[Saved data entries]

▽

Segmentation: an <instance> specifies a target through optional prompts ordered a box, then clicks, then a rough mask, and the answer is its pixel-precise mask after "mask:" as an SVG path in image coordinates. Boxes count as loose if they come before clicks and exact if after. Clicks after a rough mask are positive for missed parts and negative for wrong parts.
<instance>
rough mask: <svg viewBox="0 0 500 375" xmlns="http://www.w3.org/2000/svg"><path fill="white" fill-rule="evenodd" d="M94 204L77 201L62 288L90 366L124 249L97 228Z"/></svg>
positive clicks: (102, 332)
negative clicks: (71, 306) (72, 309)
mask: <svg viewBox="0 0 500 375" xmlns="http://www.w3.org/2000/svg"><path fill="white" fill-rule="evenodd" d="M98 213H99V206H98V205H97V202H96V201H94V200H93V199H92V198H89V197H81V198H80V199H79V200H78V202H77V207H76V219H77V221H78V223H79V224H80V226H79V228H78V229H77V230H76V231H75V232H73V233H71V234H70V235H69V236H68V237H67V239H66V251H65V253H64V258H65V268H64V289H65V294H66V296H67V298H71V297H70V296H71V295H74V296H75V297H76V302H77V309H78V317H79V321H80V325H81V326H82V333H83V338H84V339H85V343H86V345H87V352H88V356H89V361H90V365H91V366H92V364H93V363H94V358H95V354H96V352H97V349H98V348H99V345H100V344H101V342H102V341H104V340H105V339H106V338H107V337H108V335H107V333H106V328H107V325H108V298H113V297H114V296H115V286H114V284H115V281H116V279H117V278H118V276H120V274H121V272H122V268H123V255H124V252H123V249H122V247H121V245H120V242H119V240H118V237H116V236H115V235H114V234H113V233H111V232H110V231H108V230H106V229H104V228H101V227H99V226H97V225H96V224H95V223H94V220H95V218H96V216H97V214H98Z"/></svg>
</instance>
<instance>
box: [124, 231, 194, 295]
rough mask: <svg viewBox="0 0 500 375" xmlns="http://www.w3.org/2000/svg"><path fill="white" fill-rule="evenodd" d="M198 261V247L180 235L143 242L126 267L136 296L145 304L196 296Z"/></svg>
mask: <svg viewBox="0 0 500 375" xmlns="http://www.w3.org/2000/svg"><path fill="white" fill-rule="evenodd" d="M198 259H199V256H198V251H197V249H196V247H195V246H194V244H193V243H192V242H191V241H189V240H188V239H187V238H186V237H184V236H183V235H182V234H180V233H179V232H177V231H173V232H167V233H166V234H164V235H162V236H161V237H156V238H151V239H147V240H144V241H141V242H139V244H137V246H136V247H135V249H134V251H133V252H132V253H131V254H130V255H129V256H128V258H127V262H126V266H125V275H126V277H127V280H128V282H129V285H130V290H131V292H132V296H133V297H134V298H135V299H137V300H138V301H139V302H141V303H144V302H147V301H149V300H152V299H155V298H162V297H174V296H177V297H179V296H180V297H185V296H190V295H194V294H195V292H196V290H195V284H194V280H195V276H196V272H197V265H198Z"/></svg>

△

Reproduce all of the material above, swapping every "rough mask" for "coarse mask" and leaving everything else unchanged.

## Result for this task
Segmentation: an <instance> specifies a target through optional prompts ordered a box, then clicks, then a coarse mask, and the answer is its pixel-precise mask after "mask:" as an SVG path in image coordinates. Boxes count as loose if they come before clicks and exact if after. Clicks after a coarse mask are positive for missed parts and negative for wrong parts.
<instance>
coarse mask: <svg viewBox="0 0 500 375" xmlns="http://www.w3.org/2000/svg"><path fill="white" fill-rule="evenodd" d="M94 204L77 201L62 288L90 366L124 249L97 228Z"/></svg>
positive clicks: (102, 332)
negative clicks: (71, 306) (72, 309)
mask: <svg viewBox="0 0 500 375" xmlns="http://www.w3.org/2000/svg"><path fill="white" fill-rule="evenodd" d="M98 213H99V206H98V205H97V202H96V201H94V200H93V199H92V198H89V197H81V198H80V199H79V200H78V202H77V207H76V219H77V221H78V223H79V224H80V226H79V228H78V229H77V230H76V231H75V232H73V233H71V234H70V235H69V236H68V237H67V239H66V251H65V253H64V258H65V268H64V289H65V294H66V296H67V298H71V297H70V296H71V295H74V296H75V297H76V302H77V309H78V317H79V321H80V325H81V326H82V333H83V338H84V339H85V343H86V345H87V352H88V356H89V361H90V365H91V366H92V364H93V363H94V358H95V354H96V352H97V349H98V348H99V345H100V344H101V342H102V341H104V340H105V339H106V338H107V337H108V335H107V333H106V328H107V325H108V298H113V297H114V296H115V286H114V284H115V281H116V279H117V278H118V276H120V274H121V272H122V268H123V255H124V252H123V249H122V247H121V245H120V242H119V240H118V237H116V236H115V235H114V234H113V233H111V232H110V231H108V230H106V229H104V228H101V227H99V226H97V225H96V224H95V223H94V220H95V218H96V216H97V214H98Z"/></svg>
</instance>
<instance>
box: [124, 231, 194, 295]
coarse mask: <svg viewBox="0 0 500 375" xmlns="http://www.w3.org/2000/svg"><path fill="white" fill-rule="evenodd" d="M198 261V247L180 235L143 242L126 267L136 296L145 304L196 296Z"/></svg>
mask: <svg viewBox="0 0 500 375" xmlns="http://www.w3.org/2000/svg"><path fill="white" fill-rule="evenodd" d="M198 259H199V256H198V251H197V249H196V247H195V246H194V244H193V243H192V242H191V241H189V240H188V239H187V238H186V237H184V236H183V235H182V234H180V233H179V232H177V231H173V232H167V233H166V234H164V235H162V236H161V237H156V238H151V239H147V240H144V241H141V242H139V244H137V246H136V247H135V249H134V251H133V252H132V253H131V254H130V255H129V256H128V258H127V262H126V266H125V275H126V277H127V280H128V282H129V285H130V290H131V292H132V296H133V297H134V298H135V299H137V300H138V301H139V302H141V303H144V302H147V301H149V300H152V299H155V298H162V297H174V296H177V297H179V296H180V297H185V296H190V295H194V294H195V292H196V290H195V284H194V280H195V276H196V272H197V265H198Z"/></svg>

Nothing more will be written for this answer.